Given exercise =
Return each line of the data below that contains the word "shorts".

Source records =
§ §
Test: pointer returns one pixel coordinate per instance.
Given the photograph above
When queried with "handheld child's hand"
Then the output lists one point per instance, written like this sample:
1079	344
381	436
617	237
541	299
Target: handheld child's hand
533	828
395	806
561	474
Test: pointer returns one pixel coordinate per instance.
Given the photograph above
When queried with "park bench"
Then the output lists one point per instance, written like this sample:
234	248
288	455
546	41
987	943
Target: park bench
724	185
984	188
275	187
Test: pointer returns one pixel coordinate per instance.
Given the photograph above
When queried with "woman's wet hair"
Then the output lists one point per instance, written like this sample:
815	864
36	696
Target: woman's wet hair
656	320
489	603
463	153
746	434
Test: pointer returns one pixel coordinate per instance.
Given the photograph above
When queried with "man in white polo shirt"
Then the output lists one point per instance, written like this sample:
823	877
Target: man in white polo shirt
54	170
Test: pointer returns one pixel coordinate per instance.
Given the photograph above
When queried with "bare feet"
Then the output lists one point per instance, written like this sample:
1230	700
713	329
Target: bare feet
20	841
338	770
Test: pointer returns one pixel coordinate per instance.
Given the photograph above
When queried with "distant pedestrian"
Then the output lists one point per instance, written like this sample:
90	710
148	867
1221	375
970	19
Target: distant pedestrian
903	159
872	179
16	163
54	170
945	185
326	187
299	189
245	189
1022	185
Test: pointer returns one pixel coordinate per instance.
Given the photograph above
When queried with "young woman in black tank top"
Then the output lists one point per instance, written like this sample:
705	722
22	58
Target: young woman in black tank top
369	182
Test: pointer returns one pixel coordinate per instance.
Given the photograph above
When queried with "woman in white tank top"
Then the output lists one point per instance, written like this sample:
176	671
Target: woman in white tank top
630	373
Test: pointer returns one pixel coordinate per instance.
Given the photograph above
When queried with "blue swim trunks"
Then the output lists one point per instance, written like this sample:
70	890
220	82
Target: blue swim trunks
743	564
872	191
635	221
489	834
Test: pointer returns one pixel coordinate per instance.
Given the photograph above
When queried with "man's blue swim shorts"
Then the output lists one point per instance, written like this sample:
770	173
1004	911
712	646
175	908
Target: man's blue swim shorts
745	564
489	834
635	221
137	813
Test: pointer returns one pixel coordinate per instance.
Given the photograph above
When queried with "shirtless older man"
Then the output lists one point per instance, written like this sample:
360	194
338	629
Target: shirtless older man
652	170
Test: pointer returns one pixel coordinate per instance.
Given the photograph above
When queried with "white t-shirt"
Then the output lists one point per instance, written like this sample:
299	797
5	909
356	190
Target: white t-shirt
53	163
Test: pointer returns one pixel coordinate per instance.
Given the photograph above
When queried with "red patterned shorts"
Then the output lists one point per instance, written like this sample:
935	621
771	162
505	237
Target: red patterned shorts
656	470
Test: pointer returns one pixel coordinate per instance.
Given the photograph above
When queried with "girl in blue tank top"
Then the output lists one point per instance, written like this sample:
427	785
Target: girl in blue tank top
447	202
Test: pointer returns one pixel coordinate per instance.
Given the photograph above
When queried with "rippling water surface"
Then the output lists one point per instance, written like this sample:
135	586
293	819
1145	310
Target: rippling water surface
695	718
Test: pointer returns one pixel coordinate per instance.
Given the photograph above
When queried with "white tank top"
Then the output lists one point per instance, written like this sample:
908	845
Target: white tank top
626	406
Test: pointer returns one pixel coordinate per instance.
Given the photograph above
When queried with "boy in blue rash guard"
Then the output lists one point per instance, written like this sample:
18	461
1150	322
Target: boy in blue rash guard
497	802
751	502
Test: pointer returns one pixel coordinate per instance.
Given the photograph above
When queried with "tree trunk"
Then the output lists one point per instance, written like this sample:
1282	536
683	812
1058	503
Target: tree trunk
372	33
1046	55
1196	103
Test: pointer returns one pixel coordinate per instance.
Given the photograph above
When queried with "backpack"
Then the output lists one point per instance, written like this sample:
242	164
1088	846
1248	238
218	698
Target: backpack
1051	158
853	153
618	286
§ §
Full answer =
When queried with "man's blue swim shorts"
Target: man's blue swim shorts
When queried with "red patterned shorts"
Target: red patterned shorts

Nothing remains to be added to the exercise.